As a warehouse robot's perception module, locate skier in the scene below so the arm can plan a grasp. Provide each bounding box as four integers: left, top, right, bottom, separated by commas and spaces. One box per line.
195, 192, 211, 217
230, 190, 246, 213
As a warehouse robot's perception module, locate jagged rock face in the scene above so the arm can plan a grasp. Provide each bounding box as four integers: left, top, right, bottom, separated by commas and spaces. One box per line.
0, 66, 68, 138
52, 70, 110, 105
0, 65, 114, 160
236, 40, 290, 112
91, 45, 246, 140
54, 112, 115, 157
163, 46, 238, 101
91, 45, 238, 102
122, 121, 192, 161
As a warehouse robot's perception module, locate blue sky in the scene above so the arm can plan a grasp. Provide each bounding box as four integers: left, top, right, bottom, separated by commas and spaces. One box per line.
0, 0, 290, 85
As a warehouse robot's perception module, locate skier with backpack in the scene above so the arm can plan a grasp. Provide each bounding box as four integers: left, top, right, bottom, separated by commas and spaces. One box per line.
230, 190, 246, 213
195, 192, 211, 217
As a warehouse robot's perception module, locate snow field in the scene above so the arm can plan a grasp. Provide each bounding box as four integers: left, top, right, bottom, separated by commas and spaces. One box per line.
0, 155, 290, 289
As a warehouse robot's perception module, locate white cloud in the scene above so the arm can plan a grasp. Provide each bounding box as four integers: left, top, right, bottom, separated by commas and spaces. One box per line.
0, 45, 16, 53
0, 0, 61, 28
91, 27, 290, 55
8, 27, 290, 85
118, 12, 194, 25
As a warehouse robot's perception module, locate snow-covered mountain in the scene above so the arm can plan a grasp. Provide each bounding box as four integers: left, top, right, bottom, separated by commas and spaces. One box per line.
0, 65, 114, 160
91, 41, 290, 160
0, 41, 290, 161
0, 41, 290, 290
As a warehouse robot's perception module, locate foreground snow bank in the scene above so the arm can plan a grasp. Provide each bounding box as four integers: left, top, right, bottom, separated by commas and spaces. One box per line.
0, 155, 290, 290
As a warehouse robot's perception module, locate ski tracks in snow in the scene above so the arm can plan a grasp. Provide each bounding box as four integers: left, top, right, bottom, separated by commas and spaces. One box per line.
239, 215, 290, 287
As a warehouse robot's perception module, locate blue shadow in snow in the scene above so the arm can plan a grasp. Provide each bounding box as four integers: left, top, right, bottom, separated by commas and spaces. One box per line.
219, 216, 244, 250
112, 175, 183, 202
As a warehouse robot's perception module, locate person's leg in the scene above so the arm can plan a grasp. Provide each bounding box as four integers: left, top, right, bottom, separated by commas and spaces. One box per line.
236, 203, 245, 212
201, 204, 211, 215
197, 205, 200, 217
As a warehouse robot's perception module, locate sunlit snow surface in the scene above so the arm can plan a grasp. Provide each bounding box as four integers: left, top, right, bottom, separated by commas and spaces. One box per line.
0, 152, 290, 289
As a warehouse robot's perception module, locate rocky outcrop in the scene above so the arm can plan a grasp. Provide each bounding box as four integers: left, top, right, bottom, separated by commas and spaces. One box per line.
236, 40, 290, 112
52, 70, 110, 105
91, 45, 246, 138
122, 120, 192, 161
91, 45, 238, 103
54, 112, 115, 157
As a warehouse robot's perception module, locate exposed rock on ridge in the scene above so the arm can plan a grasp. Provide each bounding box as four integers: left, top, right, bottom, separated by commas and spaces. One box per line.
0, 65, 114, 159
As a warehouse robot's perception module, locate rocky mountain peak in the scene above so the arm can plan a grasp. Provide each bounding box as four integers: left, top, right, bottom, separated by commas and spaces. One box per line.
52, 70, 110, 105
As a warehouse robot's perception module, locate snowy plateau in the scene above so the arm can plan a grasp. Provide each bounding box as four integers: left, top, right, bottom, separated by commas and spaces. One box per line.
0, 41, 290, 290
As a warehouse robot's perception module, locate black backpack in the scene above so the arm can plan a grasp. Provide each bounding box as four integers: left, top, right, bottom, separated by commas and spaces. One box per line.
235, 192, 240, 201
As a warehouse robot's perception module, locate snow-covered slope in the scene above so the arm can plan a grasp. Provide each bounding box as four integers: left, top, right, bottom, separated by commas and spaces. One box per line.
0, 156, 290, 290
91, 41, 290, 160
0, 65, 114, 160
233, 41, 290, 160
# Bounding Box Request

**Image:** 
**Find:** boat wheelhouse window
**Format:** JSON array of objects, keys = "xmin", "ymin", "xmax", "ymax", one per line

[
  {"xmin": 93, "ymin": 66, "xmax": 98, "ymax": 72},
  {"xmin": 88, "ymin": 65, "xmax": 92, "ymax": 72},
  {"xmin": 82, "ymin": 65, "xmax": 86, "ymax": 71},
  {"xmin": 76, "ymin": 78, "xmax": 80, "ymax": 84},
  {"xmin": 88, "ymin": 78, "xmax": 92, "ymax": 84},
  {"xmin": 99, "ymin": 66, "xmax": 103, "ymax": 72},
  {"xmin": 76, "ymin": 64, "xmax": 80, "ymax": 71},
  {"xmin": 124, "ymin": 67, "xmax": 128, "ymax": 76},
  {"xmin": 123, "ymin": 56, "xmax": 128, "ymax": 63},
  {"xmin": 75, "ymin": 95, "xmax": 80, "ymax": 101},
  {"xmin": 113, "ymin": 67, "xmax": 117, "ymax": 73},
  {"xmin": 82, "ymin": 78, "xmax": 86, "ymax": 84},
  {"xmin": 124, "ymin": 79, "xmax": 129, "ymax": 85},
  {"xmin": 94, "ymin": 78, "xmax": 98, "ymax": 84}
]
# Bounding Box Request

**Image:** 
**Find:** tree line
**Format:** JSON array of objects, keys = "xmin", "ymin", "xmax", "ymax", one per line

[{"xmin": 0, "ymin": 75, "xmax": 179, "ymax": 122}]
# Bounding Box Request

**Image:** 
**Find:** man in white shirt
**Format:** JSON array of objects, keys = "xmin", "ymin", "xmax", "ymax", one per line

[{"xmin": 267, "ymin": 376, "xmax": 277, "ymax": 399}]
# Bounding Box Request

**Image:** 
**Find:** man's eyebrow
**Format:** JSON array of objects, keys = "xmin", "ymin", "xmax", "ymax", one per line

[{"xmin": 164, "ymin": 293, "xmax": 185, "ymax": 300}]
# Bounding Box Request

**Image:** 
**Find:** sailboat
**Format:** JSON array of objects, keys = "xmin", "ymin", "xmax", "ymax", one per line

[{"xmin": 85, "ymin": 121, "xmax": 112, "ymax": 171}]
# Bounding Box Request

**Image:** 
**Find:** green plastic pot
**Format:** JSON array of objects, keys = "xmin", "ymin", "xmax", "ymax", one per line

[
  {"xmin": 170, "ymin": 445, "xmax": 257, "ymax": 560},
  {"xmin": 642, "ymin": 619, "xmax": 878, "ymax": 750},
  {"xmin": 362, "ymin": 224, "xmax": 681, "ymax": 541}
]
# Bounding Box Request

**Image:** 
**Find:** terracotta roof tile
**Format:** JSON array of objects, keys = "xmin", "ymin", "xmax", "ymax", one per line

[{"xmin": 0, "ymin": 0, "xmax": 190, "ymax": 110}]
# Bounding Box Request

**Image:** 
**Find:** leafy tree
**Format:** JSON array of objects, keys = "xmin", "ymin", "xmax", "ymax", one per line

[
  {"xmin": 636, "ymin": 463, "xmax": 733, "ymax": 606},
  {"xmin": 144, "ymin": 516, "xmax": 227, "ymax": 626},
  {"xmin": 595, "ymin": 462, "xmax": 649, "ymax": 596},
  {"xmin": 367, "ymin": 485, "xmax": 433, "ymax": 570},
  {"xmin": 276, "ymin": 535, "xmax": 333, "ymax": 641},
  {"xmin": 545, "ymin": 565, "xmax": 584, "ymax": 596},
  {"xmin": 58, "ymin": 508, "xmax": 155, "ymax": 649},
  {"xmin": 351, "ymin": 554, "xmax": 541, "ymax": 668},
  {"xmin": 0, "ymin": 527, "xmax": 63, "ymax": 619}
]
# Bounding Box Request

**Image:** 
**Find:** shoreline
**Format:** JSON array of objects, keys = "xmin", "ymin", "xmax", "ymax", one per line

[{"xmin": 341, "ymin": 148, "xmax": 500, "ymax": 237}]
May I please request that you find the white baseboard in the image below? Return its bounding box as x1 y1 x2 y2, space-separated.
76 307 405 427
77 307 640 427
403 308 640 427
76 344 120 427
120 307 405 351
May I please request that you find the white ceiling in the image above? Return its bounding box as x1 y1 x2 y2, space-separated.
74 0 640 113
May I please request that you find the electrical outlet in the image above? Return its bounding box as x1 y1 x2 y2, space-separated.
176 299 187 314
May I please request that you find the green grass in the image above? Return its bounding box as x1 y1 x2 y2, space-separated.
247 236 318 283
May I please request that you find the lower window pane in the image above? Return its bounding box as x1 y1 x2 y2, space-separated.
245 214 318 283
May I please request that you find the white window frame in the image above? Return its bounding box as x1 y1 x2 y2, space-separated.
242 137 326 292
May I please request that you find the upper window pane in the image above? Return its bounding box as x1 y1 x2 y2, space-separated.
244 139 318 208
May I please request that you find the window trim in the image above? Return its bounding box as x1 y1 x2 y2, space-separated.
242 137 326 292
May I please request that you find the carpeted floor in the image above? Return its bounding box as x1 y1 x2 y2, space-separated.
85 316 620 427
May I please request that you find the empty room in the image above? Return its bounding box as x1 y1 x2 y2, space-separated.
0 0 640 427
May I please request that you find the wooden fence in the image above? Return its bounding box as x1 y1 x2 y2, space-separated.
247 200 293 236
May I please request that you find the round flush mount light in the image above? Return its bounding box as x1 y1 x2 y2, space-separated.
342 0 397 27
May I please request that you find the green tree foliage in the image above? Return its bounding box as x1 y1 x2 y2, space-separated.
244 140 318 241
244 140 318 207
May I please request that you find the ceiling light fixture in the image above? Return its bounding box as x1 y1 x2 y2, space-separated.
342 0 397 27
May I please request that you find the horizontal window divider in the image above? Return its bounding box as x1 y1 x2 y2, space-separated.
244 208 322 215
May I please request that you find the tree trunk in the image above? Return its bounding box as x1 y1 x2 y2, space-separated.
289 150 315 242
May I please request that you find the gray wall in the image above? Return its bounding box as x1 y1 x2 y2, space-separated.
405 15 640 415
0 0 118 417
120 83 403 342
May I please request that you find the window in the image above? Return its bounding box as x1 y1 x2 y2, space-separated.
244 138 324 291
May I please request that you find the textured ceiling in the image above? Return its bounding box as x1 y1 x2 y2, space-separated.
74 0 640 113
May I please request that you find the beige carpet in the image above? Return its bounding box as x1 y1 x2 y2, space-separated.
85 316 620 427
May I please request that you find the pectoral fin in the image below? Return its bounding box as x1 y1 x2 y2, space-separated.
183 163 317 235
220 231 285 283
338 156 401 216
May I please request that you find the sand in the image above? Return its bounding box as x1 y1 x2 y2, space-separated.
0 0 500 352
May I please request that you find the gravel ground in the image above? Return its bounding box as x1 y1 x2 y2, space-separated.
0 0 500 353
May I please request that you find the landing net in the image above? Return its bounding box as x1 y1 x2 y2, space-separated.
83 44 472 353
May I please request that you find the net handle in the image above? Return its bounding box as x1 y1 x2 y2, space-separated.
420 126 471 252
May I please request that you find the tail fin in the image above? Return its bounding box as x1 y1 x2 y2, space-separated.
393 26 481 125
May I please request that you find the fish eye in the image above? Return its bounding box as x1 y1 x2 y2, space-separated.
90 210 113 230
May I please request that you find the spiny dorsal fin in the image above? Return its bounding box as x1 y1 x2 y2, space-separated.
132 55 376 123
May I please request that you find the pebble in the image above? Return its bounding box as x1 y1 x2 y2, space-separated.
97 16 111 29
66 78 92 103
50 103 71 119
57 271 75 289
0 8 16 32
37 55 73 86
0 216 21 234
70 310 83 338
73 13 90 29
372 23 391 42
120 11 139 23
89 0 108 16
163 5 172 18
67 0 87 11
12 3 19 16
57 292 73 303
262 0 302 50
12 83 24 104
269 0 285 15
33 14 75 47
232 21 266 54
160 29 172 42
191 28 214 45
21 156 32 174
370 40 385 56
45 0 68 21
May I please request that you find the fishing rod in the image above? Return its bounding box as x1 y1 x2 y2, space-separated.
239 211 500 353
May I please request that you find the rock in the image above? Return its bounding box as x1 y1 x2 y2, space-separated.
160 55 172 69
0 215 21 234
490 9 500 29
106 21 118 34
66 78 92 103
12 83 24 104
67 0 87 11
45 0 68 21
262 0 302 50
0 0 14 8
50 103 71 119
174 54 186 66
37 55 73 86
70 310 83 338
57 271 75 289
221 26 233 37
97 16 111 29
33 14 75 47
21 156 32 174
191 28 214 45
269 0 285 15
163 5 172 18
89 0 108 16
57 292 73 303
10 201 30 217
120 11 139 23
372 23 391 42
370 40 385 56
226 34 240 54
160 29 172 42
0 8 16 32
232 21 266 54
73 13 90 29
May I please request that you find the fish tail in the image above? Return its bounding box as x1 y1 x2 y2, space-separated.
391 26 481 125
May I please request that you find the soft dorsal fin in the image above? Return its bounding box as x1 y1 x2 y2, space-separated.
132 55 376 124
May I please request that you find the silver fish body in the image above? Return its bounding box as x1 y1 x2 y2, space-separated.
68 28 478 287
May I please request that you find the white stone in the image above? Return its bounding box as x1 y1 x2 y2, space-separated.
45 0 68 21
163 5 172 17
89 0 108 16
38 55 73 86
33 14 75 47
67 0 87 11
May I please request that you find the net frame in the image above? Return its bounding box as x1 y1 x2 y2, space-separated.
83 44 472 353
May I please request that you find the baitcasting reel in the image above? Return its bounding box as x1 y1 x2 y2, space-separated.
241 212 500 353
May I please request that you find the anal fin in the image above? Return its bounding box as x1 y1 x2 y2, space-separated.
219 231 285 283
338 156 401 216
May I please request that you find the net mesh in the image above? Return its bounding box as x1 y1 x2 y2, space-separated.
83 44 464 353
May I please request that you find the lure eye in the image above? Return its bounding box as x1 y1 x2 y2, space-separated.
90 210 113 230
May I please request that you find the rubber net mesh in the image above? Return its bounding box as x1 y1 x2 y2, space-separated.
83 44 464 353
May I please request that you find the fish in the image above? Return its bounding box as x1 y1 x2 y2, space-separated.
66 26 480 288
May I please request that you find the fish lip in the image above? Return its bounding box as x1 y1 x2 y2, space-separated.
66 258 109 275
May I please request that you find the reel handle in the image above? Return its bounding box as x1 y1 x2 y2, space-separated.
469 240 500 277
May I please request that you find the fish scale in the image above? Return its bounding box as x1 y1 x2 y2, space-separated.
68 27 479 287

----

→ Your instructions
Rewrite the lines above, from the first one through the line with "0, 155, 290, 289", replacing "perception module" with "vision system" and leaving everything else unchanged.

→ Task result
As a warehouse robot's vision system, locate skier in the scene below so the arm can plan a grasp. Provide each bounding box as four integers: left, top, right, bottom, separated by commas and spaces. One box per line.
195, 192, 211, 217
230, 190, 246, 213
As a warehouse robot's vision system, locate jagged rock face in the scene above so the arm can plan a grasp. Provide each bounding box as four integers: left, top, right, bottom, separated by commas and spaces. One box per line.
0, 66, 68, 138
52, 70, 110, 105
0, 65, 114, 160
236, 40, 290, 112
91, 45, 246, 140
54, 112, 115, 157
163, 46, 238, 101
91, 45, 238, 102
122, 121, 192, 161
As a warehouse robot's vision system, locate blue sky in the scene above so the arm can plan a grasp. Provide each bounding box as four integers: left, top, right, bottom, separated by commas and spaces. One box per line.
0, 0, 290, 85
As a warehouse robot's vision system, locate skier with backpack in the scene above so the arm can plan a grasp. Provide each bounding box as four integers: left, top, right, bottom, separated by commas and spaces. One box per line.
230, 190, 246, 213
195, 192, 211, 217
As a warehouse robot's vision system, locate snow field in the scene above so the arm can plan a grasp. Provide each bounding box as four integers: left, top, right, bottom, separated by commas and spaces. One box per line.
0, 155, 290, 289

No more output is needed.